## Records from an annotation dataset
>> Begin

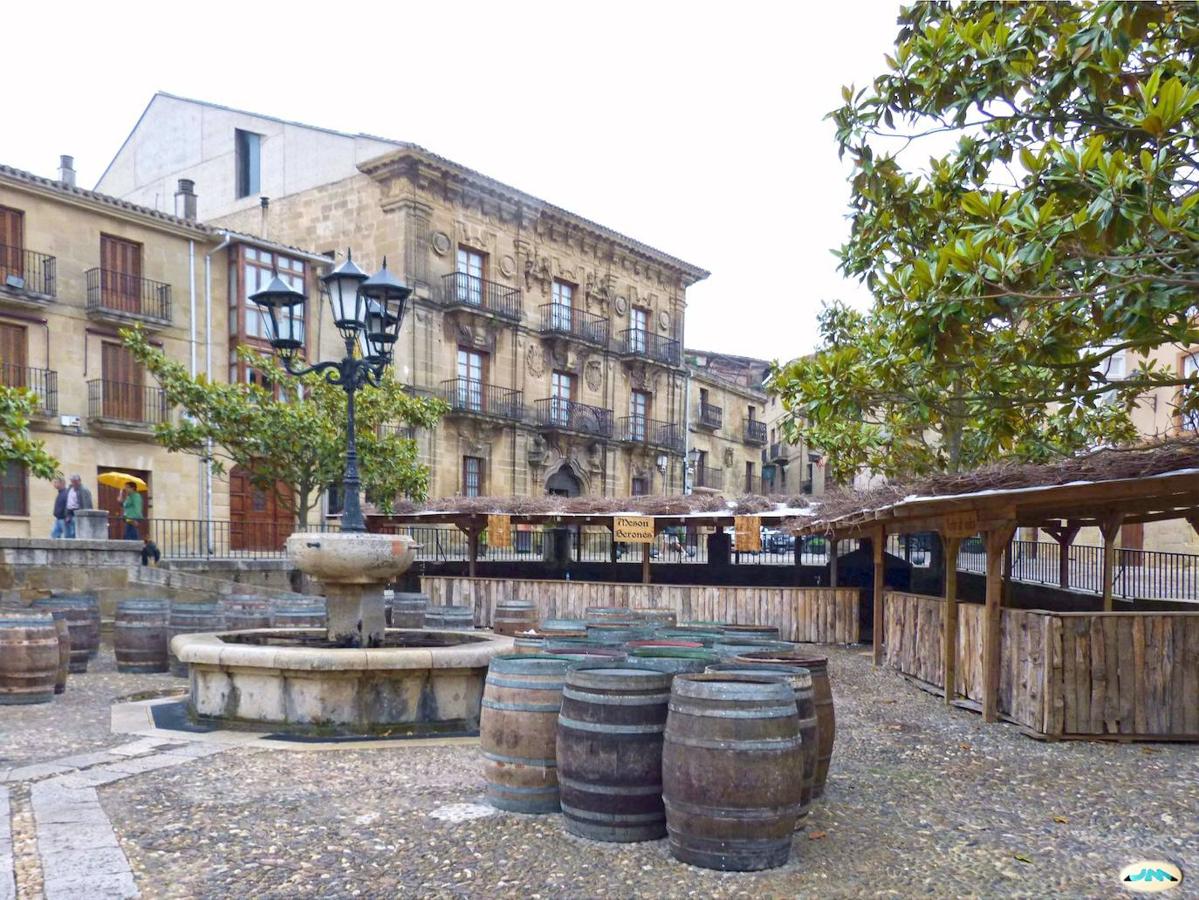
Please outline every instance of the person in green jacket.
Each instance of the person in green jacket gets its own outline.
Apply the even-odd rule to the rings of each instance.
[[[129,482],[121,491],[121,514],[125,517],[125,539],[140,540],[141,533],[138,531],[144,518],[141,495],[138,494],[138,485]]]

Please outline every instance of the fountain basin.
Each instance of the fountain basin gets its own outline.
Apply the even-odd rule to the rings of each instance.
[[[318,628],[181,634],[191,713],[272,731],[478,733],[487,666],[512,639],[489,632],[386,630],[369,648],[330,645]]]

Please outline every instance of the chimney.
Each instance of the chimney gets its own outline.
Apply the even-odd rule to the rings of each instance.
[[[59,181],[61,181],[67,187],[74,187],[74,157],[73,156],[60,156],[59,157]]]
[[[175,192],[175,215],[181,219],[195,221],[195,182],[191,179],[179,180]]]

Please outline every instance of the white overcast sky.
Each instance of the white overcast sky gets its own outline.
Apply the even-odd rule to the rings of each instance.
[[[821,300],[869,302],[830,253],[849,191],[824,116],[884,71],[897,12],[18,0],[0,162],[54,175],[71,153],[92,187],[156,90],[410,140],[711,271],[688,346],[789,358]]]

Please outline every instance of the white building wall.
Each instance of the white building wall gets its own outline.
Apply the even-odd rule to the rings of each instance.
[[[239,128],[263,135],[259,191],[241,199],[234,151]],[[191,179],[204,221],[258,206],[259,197],[287,197],[349,177],[359,163],[397,146],[156,93],[96,189],[174,212],[179,179]]]

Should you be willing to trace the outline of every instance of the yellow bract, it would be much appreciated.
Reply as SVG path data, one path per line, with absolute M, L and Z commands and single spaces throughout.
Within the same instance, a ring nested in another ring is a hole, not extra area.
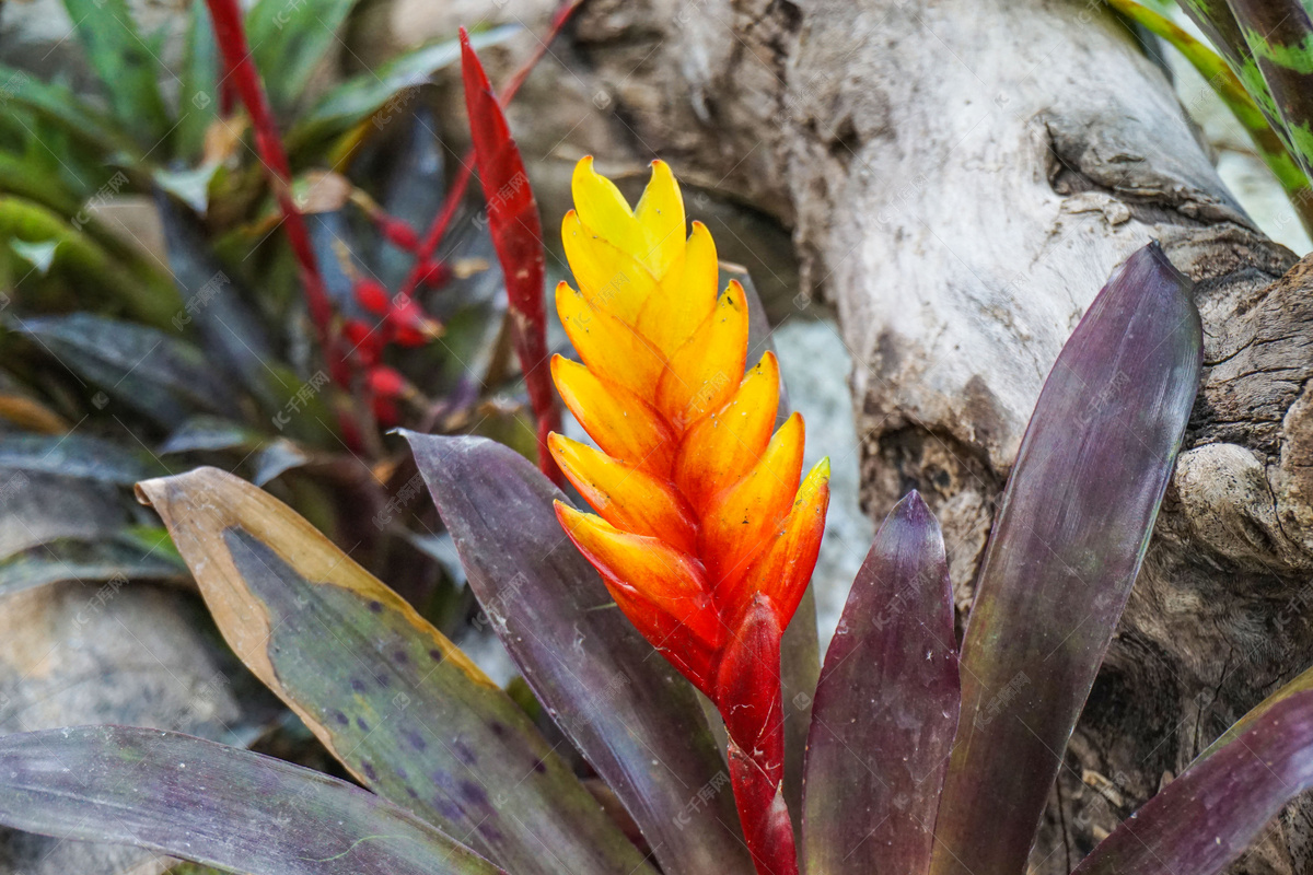
M 688 232 L 679 184 L 663 161 L 635 209 L 575 167 L 575 210 L 561 234 L 579 290 L 557 311 L 583 365 L 551 374 L 599 450 L 553 436 L 561 470 L 600 514 L 558 504 L 566 533 L 617 605 L 695 683 L 747 605 L 764 598 L 785 626 L 815 564 L 829 463 L 800 488 L 802 417 L 772 437 L 780 371 L 772 353 L 747 366 L 748 300 L 717 295 L 716 243 Z

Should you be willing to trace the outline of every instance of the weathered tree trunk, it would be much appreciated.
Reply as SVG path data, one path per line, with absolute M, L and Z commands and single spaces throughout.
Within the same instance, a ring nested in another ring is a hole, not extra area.
M 1041 382 L 1113 265 L 1158 239 L 1197 282 L 1204 387 L 1035 871 L 1067 871 L 1313 661 L 1313 273 L 1100 4 L 592 0 L 574 51 L 562 92 L 604 110 L 575 144 L 660 152 L 794 230 L 859 362 L 865 506 L 927 496 L 962 610 Z M 1241 868 L 1309 871 L 1310 842 L 1296 804 Z

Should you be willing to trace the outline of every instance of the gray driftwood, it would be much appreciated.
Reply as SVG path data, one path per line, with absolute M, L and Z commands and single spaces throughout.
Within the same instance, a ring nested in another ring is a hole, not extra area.
M 591 0 L 559 52 L 572 109 L 512 117 L 545 178 L 571 150 L 659 152 L 793 228 L 859 362 L 865 506 L 927 496 L 964 610 L 1044 375 L 1113 265 L 1158 239 L 1197 282 L 1204 387 L 1036 872 L 1313 661 L 1313 268 L 1255 230 L 1100 4 Z M 1310 871 L 1310 842 L 1292 805 L 1238 870 Z

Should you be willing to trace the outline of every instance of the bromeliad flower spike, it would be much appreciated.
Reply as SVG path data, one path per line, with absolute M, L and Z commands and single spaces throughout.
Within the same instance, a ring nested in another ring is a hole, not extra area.
M 579 289 L 557 311 L 583 363 L 551 373 L 599 450 L 559 434 L 551 454 L 599 516 L 557 504 L 570 539 L 616 603 L 717 704 L 730 777 L 759 871 L 796 872 L 781 795 L 780 636 L 815 565 L 829 460 L 802 474 L 797 413 L 775 430 L 780 369 L 747 367 L 748 308 L 717 296 L 716 244 L 685 239 L 679 184 L 663 161 L 638 206 L 574 173 L 562 235 Z

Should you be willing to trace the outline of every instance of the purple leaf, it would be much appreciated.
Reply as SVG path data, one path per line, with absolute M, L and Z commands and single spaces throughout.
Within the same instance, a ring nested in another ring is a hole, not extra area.
M 500 443 L 402 434 L 492 627 L 666 871 L 750 872 L 695 693 L 561 531 L 565 496 Z
M 962 643 L 935 875 L 1025 871 L 1195 399 L 1201 329 L 1188 291 L 1157 244 L 1137 251 L 1044 383 Z
M 1123 821 L 1073 875 L 1212 875 L 1313 787 L 1313 693 L 1272 704 Z
M 469 847 L 310 769 L 176 732 L 0 739 L 0 823 L 249 875 L 494 875 Z
M 137 488 L 234 652 L 357 781 L 516 875 L 651 875 L 528 715 L 295 512 L 217 468 Z
M 876 533 L 821 669 L 804 784 L 807 871 L 926 872 L 960 704 L 944 538 L 913 492 Z

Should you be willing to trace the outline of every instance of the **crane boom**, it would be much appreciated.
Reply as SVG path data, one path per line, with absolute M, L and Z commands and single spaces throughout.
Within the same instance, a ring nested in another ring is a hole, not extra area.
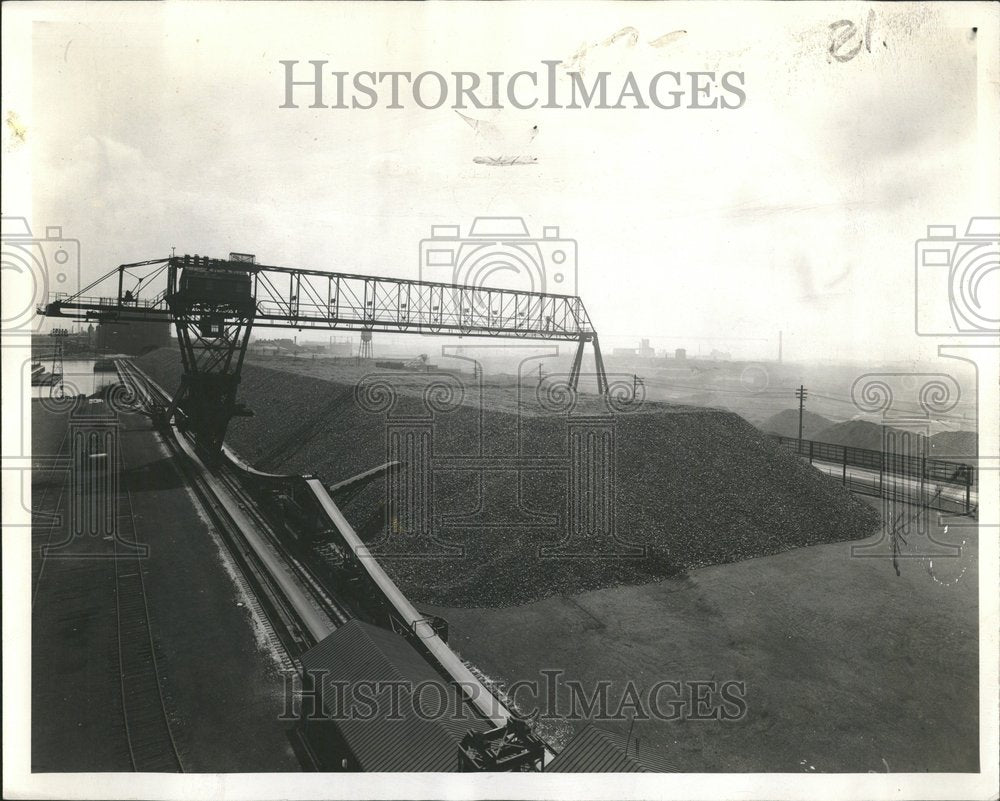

>> End

## DIRECTIVE
Please return the lines from the line with "leaf, it would be much appreciated." up to and including the line with "M 962 643 L", unchanged.

## THE REPLY
Should you be willing to trace the outline of every instance of the purple leaf, it would be much appreciated.
Reply as SVG path data, one path per line, with absolute M, L and Z commands and single spaces throughout.
Within the same instance, a ring nested in another ring is a hole, not extra area.
M 500 443 L 402 434 L 492 627 L 666 871 L 750 872 L 695 693 L 561 531 L 565 496 Z
M 962 643 L 935 875 L 1025 871 L 1195 399 L 1201 329 L 1188 291 L 1157 244 L 1137 251 L 1044 383 Z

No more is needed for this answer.